== Collection entries ==
+--

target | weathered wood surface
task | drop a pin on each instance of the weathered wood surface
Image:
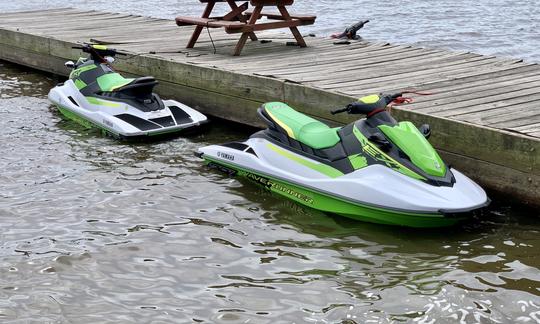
(484, 111)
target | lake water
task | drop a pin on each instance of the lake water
(99, 231)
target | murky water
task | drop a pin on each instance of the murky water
(99, 231)
(506, 28)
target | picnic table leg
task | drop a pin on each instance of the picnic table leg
(243, 38)
(198, 29)
(241, 17)
(299, 39)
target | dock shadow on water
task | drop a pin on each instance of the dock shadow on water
(100, 231)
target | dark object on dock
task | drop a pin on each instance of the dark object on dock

+--

== What you have to do ==
Swap every "drop a pin" in the material for "place a marker" and give all the lines again with nothing else changed. Leave the pictures out.

== Result of this exercise ==
target | weathered wood surface
task | place a marker on each instance of the weathered wood surface
Image:
(484, 111)
target | lake water
task | place a marker on each instance of the lake water
(99, 231)
target | murky water
task | place a marker on each instance of the murky water
(99, 231)
(506, 28)
target | picnic table leg
task | place a marker on each instance of the picnic table leg
(243, 38)
(198, 29)
(241, 17)
(299, 39)
target | dock shadow on water
task | place a marker on each instance of the dock shadow on water
(100, 231)
target | dark object on dock
task | place a marker on each instance of the dark object on dock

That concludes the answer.